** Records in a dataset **
+ + + + + + +
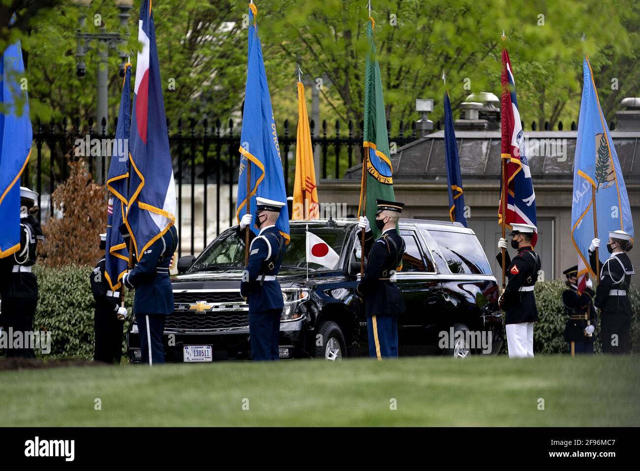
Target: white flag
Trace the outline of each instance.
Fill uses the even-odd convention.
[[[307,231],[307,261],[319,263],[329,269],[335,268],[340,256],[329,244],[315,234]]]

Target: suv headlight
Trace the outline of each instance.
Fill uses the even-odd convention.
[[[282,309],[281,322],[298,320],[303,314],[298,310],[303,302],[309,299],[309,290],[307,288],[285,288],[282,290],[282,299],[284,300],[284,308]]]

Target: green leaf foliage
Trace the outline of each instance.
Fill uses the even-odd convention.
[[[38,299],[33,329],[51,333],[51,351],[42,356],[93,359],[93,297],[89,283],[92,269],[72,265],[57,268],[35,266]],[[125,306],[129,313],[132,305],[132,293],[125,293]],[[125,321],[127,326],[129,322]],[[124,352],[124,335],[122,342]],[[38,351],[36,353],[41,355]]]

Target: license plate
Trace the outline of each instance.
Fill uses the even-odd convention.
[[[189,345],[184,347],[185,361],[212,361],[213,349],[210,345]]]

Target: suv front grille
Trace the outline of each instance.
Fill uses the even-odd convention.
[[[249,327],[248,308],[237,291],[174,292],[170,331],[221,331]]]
+ + + + + + +
** Exercise aim **
Reproduce the material above word for word, leaving out the pictures.

** Answer **
Target: white flag
Trace the outline of each instance.
Fill uses the even-odd convention.
[[[307,231],[307,261],[319,263],[329,269],[335,268],[340,256],[329,244],[315,234]]]

Target: suv headlight
Trace the outline of each instance.
Fill uses the even-odd convention.
[[[282,309],[281,322],[298,320],[303,314],[298,310],[303,302],[309,299],[309,290],[307,288],[285,288],[282,290],[282,299],[284,300],[284,308]]]

Target: green leaf foliage
Trace the outline of each instance.
Fill uses the even-odd convention.
[[[38,299],[33,329],[51,333],[51,351],[42,356],[93,359],[93,297],[89,283],[92,269],[72,265],[57,268],[35,266]],[[125,306],[129,313],[132,305],[132,293],[125,293]],[[125,321],[127,326],[129,322]],[[124,352],[124,335],[122,342]],[[38,351],[36,353],[41,355]]]

Target: license plate
Trace the outline of each instance.
Fill uses the even-odd convention.
[[[189,345],[184,347],[185,361],[212,361],[213,349],[210,345]]]

Target: suv front grille
Trace the outline of each instance.
Fill uses the even-odd convention.
[[[249,327],[248,308],[237,291],[174,292],[170,331],[221,331]]]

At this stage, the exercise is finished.